* Page excerpt:
================================

Amazon said Wednesday that it will be cutting about 18,000 positions. It’s the largest set of layoffs in the Seattle-based company’s history, although just a fraction of its 1.5 million global workforce.
“Amazon has weathered uncertain and difficult economies in the past, and we will continue to do so,” CEO Andy Jassy said in a note to employees that the company made public. “These changes will help us pursue our long-term opportunities with a stronger cost structure.”
He said the layoffs will mostly impact the company’s brick-and-mortar stores, which include Amazon Fresh and Amazon Go, and its PXT organizations, which handle human resources and other functions.
In November, Jassy told staff that layoffs were coming due to the economic landscape and the company’s rapid hiring in the last several years. Wednesday’s announcement included earlier job cuts that had not been numbered. The company had also offered voluntary buyouts and has been cutting costs in other areas of its sprawling business.
“As part of our annual planning process for 2023, leaders across the company have been working with their teams and looking at their workforce levels, investments they want to make in the future, and prioritizing what matters most to customers and the long-term health of our businesses. This year’s review has been more difficult given the uncertain economy and that we’ve hired rapidly over the last several years,” Jassy said in a message to workers.

================================

* Provided data:
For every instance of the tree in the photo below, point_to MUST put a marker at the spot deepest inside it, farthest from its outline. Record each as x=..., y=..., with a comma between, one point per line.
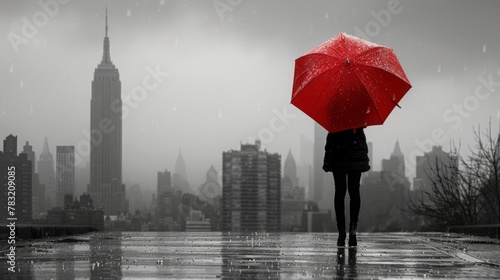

================================

* Task instructions:
A. Answer these about the Amazon layoffs article, one line each:
(i) About how many positions did Amazon say it would cut?
(ii) Which parts of the company did Jassy say the layoffs would mostly affect?
(iii) What reasons did Jassy give staff in November for the coming layoffs?
B. Please summarize the Amazon layoffs article in two sentences.
C. From the Amazon layoffs article, extract the passage starting with "Amazon said Wednesday" and going on through "million global workforce.".

* Solutions in order:
A.
(i) About 18,000 positions.
(ii) The brick-and-mortar stores, which include Amazon Fresh and Amazon Go, and the PXT organizations, which handle human resources and other functions.
(iii) The economic landscape and the company's rapid hiring in the last several years.

B. Amazon announced it will cut about 18,000 positions, the largest layoffs in its history, mostly in its brick-and-mortar stores and its PXT organizations. CEO Andy Jassy tied the cuts to the uncertain economy and rapid hiring over the last several years, saying the changes will give the company a stronger cost structure.

C.
Amazon said Wednesday that it will be cutting about 18,000 positions. It’s the largest set of layoffs in the Seattle-based company’s history, although just a fraction of its 1.5 million global workforce.